| Supplied passage |
---------------

1. The general idea of allowing LLM agents to communicate in a latent space instead of the constrained natural language space is novel and intuitive.
2. The proposed method outperforms the baseline and ablated conditions in the evaluation benchmark.
1. The framework of training agents to communicate in a high-dimensional space to solve the sender-receiver task has been extensively researched in the emergent communication and multi-agent reinforcement learning (MARL) community. I would recommend the authors include a thorough literature review and position this work among previous work, highlighting its contributions beyond simply replacing the policy model with a transformer-based LLM. Attached are a few representative papers to start with:
a. Multi-agent cooperation and the emergence of (natural) language
b. Emergence of linguistic communication from referential games with symbolic and pixel input
c. Emergent discrete communication in semantic spaces
d. Trading off Utility, Informativeness, and Complexity in Emergent Communication
2. The methods section is hard to follow. I would recommend providing a more specific description of the proposed framework for readers with a more general background.

---------------

| Record excerpts |
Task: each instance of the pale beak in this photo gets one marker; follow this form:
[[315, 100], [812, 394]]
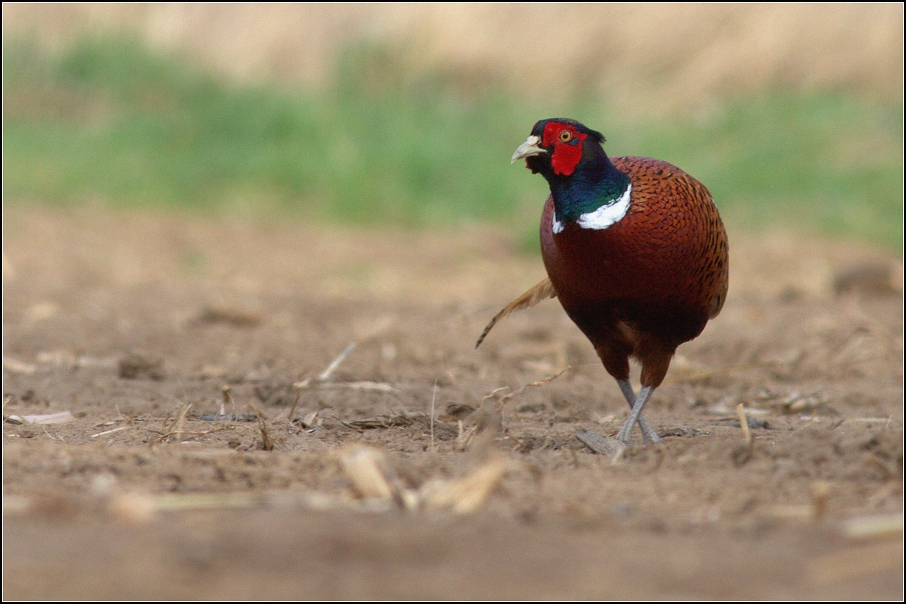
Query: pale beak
[[528, 148]]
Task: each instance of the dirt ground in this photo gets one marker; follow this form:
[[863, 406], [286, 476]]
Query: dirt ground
[[208, 456]]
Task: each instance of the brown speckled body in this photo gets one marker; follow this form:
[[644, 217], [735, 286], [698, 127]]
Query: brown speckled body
[[649, 282]]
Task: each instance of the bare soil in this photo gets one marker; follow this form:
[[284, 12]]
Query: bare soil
[[135, 323]]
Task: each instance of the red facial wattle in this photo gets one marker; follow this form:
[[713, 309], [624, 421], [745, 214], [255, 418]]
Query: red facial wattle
[[566, 154]]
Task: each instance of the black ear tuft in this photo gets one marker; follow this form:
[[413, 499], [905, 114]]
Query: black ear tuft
[[597, 136]]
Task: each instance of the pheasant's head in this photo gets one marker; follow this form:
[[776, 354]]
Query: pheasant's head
[[558, 146], [581, 177]]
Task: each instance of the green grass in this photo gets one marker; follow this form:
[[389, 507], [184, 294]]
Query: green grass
[[109, 120]]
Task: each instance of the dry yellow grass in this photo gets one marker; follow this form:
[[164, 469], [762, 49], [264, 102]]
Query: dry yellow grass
[[681, 56]]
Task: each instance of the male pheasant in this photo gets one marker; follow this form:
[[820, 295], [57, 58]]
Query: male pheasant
[[635, 251]]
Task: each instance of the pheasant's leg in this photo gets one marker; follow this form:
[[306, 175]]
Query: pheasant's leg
[[649, 435], [626, 430]]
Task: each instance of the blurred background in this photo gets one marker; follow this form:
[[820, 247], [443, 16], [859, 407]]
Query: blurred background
[[375, 115]]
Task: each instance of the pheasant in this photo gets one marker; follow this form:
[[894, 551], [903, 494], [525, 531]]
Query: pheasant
[[635, 251]]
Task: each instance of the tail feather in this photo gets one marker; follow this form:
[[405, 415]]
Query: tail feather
[[541, 291]]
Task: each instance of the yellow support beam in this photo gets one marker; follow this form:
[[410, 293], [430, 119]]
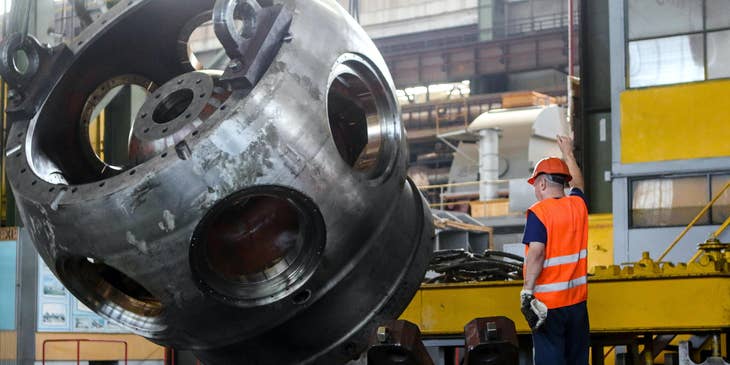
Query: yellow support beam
[[658, 304]]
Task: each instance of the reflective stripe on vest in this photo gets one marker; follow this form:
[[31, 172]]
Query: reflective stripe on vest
[[565, 285], [562, 281], [568, 259]]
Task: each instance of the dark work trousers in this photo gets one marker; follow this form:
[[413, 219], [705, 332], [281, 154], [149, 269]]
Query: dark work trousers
[[564, 339]]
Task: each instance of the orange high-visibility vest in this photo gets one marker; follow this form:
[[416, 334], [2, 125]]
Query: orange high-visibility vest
[[563, 280]]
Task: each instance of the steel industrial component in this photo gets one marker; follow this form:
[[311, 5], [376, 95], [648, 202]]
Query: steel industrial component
[[258, 208], [715, 359], [398, 342], [491, 341]]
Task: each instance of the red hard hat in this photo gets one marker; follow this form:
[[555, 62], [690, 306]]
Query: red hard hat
[[552, 166]]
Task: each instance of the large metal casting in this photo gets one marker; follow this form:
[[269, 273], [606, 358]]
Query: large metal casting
[[262, 214]]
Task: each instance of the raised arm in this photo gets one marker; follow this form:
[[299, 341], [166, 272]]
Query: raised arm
[[566, 147]]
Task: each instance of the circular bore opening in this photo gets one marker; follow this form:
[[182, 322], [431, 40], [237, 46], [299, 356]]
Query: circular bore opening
[[362, 117], [204, 50], [111, 122], [173, 106], [258, 246], [21, 61], [302, 297], [107, 290], [253, 237]]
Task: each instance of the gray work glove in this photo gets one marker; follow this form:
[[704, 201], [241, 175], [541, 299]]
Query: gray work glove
[[533, 309]]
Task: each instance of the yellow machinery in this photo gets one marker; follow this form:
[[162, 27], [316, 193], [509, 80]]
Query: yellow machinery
[[643, 305]]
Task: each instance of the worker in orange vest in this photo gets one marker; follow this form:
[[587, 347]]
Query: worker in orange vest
[[555, 290]]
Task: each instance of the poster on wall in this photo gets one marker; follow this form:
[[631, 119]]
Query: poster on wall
[[59, 311]]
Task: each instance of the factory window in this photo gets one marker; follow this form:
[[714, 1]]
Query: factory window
[[675, 201], [721, 208], [718, 14], [718, 52], [664, 61], [649, 18], [689, 48]]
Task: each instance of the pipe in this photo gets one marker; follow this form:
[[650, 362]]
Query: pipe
[[488, 163], [571, 40], [505, 119]]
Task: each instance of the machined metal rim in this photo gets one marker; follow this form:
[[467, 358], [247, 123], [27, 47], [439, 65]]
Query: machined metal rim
[[278, 280]]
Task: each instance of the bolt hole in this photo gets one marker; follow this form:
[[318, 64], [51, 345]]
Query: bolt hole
[[302, 297]]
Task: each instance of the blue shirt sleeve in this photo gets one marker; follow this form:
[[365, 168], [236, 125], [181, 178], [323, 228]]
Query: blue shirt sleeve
[[579, 193], [535, 231]]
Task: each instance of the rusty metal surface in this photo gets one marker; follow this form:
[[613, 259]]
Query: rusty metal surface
[[398, 342]]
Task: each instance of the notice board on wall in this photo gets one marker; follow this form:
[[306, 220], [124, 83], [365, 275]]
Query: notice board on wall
[[59, 311], [8, 258]]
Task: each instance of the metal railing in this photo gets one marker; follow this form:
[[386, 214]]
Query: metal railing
[[78, 347], [694, 221], [442, 189]]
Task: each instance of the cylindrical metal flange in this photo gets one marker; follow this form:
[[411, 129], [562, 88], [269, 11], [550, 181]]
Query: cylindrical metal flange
[[251, 215]]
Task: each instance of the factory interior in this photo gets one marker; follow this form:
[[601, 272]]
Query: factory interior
[[345, 182]]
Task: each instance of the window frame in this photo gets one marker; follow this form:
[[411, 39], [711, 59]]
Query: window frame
[[704, 31], [708, 180]]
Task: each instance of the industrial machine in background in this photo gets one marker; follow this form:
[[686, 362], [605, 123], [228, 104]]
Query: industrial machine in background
[[260, 212]]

---------------

| Exercise A |
In the review of the latent-space communication paper, which two research communities have extensively studied training agents to communicate in a high-dimensional space?
| Exercise B |
Condense the paragraph in the review of the latent-space communication paper that begins "The framework of training agents to communicate" into two or three shorter sentences, keeping its main facts.
| Exercise C |
Carry on the review of the latent-space communication paper, picking up after its last sentence about the methods section.
The records have no connection to the review text.

| Your response A |
The emergent communication community and the multi-agent reinforcement learning (MARL) community.

| Your response B |
Emergent communication and MARL researchers have studied training agents to communicate in a high-dimensional space to solve the sender-receiver task. The reviewer asks the authors to add a thorough literature review and place the work within it, showing contributions beyond swapping the policy model for a transformer-based LLM. Representative papers are listed as a starting point.

| Your response C |
a. The description of the training framework could be more specific for better reproducibility. For example, how is the permutation done in conditional mind separation? What is the language space plan in plan-aligned regulation? How does stochastic replacement happen in curriculum learning?
b. The motivation and description of information compression are too brief to be comprehensible. It is not clear how the compression is done in Section 3.3 of the main text. Even after reading Appendix B, the use of a fixed instruction-tuned model and the distillation process lacks a clear rationale. I would recommend moving the description of compression to the main text and emphasizing the motivation for this module.
c. It is not clear how the environment reward backpropagates through the sender-receiver setup. Is reinforcement learning used to train the agent in an interactive environment, or is this offline training with a fixed trajectory dataset?
d. In the main text, the actor is described as frozen during training. However, the pseudocode in Appendix F shows a two-stage training framework. Please clarify this discrepancy.
e. The "training-free" and "trained" settings are not explained before their use in Section 4.2.
3. Minor format issue: The font size in Figure 1 should be enlarged for better readability.
1. How were the MHA and Projector trained?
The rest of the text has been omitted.